Work instructions:
Copy every line of the data below exactly, leaving out the pictures.

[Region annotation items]
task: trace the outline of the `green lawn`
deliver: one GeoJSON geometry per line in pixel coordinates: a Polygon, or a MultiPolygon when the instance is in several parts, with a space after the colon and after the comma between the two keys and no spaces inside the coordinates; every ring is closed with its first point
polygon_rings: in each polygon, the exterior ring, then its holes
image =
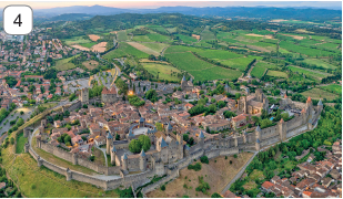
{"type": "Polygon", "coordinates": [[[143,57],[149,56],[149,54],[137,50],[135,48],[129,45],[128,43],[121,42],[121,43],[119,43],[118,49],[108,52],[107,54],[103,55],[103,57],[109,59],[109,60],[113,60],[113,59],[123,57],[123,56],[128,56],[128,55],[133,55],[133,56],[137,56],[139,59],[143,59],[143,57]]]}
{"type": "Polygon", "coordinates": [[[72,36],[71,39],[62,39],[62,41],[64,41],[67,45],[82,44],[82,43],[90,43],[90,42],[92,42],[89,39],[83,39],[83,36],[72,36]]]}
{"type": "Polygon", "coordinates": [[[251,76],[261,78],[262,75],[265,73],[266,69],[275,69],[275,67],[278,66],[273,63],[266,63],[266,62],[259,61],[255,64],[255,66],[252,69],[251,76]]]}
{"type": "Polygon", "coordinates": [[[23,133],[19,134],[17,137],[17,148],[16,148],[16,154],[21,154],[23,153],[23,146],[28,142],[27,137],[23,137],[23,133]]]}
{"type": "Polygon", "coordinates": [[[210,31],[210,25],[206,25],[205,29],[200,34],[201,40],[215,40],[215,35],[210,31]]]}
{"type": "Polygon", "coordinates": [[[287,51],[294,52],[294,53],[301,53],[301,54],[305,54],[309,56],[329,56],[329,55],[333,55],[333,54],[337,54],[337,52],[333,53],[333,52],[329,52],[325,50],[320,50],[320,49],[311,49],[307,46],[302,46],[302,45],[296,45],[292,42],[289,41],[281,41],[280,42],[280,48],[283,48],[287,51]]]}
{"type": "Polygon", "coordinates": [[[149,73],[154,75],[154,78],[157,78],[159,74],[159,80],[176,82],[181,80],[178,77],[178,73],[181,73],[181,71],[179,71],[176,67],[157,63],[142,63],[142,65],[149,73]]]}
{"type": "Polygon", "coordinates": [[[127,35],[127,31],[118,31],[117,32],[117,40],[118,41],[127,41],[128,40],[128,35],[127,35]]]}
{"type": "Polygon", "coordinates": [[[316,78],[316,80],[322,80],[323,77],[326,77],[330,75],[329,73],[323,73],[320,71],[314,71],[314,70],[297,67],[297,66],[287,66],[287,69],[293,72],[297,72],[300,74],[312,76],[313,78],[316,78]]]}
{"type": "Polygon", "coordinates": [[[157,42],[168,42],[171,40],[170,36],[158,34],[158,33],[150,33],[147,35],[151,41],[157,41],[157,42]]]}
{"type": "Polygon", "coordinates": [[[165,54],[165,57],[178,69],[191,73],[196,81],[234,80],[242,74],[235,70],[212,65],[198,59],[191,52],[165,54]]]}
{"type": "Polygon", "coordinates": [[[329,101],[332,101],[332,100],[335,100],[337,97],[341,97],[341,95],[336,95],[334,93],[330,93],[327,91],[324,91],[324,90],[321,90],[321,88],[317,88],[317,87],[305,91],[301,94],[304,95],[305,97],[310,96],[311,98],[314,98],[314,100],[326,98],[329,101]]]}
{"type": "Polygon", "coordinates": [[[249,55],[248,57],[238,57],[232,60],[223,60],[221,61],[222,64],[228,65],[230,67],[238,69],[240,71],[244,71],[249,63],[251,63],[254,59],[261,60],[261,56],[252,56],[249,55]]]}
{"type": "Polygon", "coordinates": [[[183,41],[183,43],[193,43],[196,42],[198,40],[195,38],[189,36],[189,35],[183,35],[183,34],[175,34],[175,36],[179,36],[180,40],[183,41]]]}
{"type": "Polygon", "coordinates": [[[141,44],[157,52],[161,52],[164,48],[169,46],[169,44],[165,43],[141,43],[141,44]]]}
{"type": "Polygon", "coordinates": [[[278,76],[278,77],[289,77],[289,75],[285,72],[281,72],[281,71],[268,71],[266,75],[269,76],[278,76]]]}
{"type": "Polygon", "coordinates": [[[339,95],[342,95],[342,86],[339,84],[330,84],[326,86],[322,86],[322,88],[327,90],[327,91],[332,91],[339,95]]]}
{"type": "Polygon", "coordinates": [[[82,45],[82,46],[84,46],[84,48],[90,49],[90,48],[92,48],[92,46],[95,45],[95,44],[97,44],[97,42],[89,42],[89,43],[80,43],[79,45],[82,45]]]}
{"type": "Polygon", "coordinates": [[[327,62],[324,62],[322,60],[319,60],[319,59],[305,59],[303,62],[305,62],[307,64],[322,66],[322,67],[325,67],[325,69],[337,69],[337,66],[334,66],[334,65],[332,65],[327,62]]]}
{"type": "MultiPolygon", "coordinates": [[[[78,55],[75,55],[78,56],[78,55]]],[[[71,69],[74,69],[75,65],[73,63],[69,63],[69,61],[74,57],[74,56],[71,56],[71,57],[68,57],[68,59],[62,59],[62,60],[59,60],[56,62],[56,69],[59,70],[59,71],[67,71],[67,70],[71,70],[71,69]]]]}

Output for this exercise:
task: trace the outline of the `green lawn`
deliver: one GeoJSON geometry per line in pixel coordinates: a Polygon, or a MultiPolygon when the instance is in several parts, with a space after the colon and after the comma between the two keys and no spaces inside the coordinates; every ring is closed with its first point
polygon_rings: in each polygon, the exterior ring, then its holes
image =
{"type": "Polygon", "coordinates": [[[143,57],[149,56],[149,54],[137,50],[135,48],[129,45],[128,43],[121,42],[121,43],[119,43],[118,49],[108,52],[107,54],[103,55],[103,57],[109,59],[109,60],[113,60],[113,59],[123,57],[123,56],[128,56],[128,55],[133,55],[133,56],[137,56],[139,59],[143,59],[143,57]]]}
{"type": "Polygon", "coordinates": [[[72,36],[71,39],[62,39],[62,41],[64,41],[67,45],[82,44],[82,43],[90,43],[90,42],[92,42],[89,39],[83,39],[83,36],[72,36]]]}
{"type": "Polygon", "coordinates": [[[251,76],[261,78],[262,75],[265,73],[266,69],[275,69],[275,67],[278,66],[273,63],[266,63],[266,62],[259,61],[255,64],[255,66],[252,69],[251,76]]]}
{"type": "Polygon", "coordinates": [[[23,133],[19,134],[17,137],[17,148],[16,148],[16,154],[21,154],[23,153],[23,146],[28,142],[27,137],[23,137],[23,133]]]}
{"type": "Polygon", "coordinates": [[[210,31],[210,25],[206,25],[205,29],[200,34],[201,40],[215,40],[215,35],[210,31]]]}
{"type": "Polygon", "coordinates": [[[287,51],[294,52],[294,53],[301,53],[301,54],[305,54],[309,56],[329,56],[329,55],[333,55],[333,54],[337,54],[337,52],[333,53],[333,52],[329,52],[325,50],[320,50],[320,49],[311,49],[307,46],[302,46],[302,45],[296,45],[292,42],[289,41],[281,41],[280,42],[280,48],[283,48],[287,51]]]}
{"type": "Polygon", "coordinates": [[[149,73],[154,75],[154,78],[157,78],[159,74],[159,80],[176,82],[181,80],[178,77],[178,73],[181,73],[181,71],[179,71],[176,67],[157,63],[142,63],[142,65],[149,73]]]}
{"type": "Polygon", "coordinates": [[[127,35],[127,31],[118,31],[117,32],[117,40],[118,41],[127,41],[128,40],[128,35],[127,35]]]}
{"type": "Polygon", "coordinates": [[[316,78],[316,80],[322,80],[323,77],[326,77],[330,75],[329,73],[323,73],[320,71],[314,71],[314,70],[297,67],[297,66],[287,66],[287,69],[293,72],[297,72],[300,74],[312,76],[313,78],[316,78]]]}
{"type": "Polygon", "coordinates": [[[157,42],[168,42],[171,40],[170,36],[158,34],[158,33],[150,33],[147,35],[151,41],[157,41],[157,42]]]}
{"type": "Polygon", "coordinates": [[[165,54],[165,57],[178,69],[191,73],[196,81],[234,80],[242,74],[235,70],[212,65],[198,59],[191,52],[165,54]]]}
{"type": "Polygon", "coordinates": [[[329,101],[332,101],[332,100],[335,100],[337,97],[341,97],[341,95],[336,95],[334,93],[330,93],[327,91],[324,91],[324,90],[321,90],[321,88],[317,88],[317,87],[305,91],[301,94],[304,95],[305,97],[310,96],[311,98],[314,98],[314,100],[326,98],[329,101]]]}
{"type": "Polygon", "coordinates": [[[249,55],[248,57],[238,57],[232,60],[223,60],[221,61],[222,64],[228,65],[230,67],[238,69],[240,71],[244,71],[249,63],[251,63],[254,59],[261,60],[261,56],[252,56],[249,55]]]}
{"type": "Polygon", "coordinates": [[[183,41],[183,43],[193,43],[196,42],[198,40],[195,38],[189,36],[189,35],[183,35],[183,34],[175,34],[175,36],[179,36],[180,40],[183,41]]]}
{"type": "Polygon", "coordinates": [[[141,44],[157,52],[161,52],[164,48],[169,46],[169,44],[165,43],[141,43],[141,44]]]}
{"type": "Polygon", "coordinates": [[[278,76],[278,77],[289,77],[289,75],[285,72],[281,72],[281,71],[268,71],[266,75],[269,76],[278,76]]]}
{"type": "Polygon", "coordinates": [[[339,95],[342,95],[342,86],[339,84],[330,84],[326,86],[322,86],[322,88],[327,90],[327,91],[332,91],[339,95]]]}
{"type": "Polygon", "coordinates": [[[82,45],[82,46],[84,46],[84,48],[90,49],[90,48],[92,48],[92,46],[95,45],[95,44],[97,44],[97,42],[89,42],[89,43],[80,43],[79,45],[82,45]]]}
{"type": "Polygon", "coordinates": [[[327,62],[324,62],[322,60],[319,60],[319,59],[305,59],[303,62],[305,62],[307,64],[322,66],[322,67],[325,67],[325,69],[337,69],[337,66],[334,66],[334,65],[332,65],[327,62]]]}
{"type": "MultiPolygon", "coordinates": [[[[78,55],[75,55],[78,56],[78,55]]],[[[71,69],[74,69],[75,65],[73,63],[69,63],[69,61],[74,57],[74,56],[71,56],[71,57],[68,57],[68,59],[62,59],[62,60],[59,60],[56,62],[56,69],[59,70],[59,71],[67,71],[67,70],[71,70],[71,69]]]]}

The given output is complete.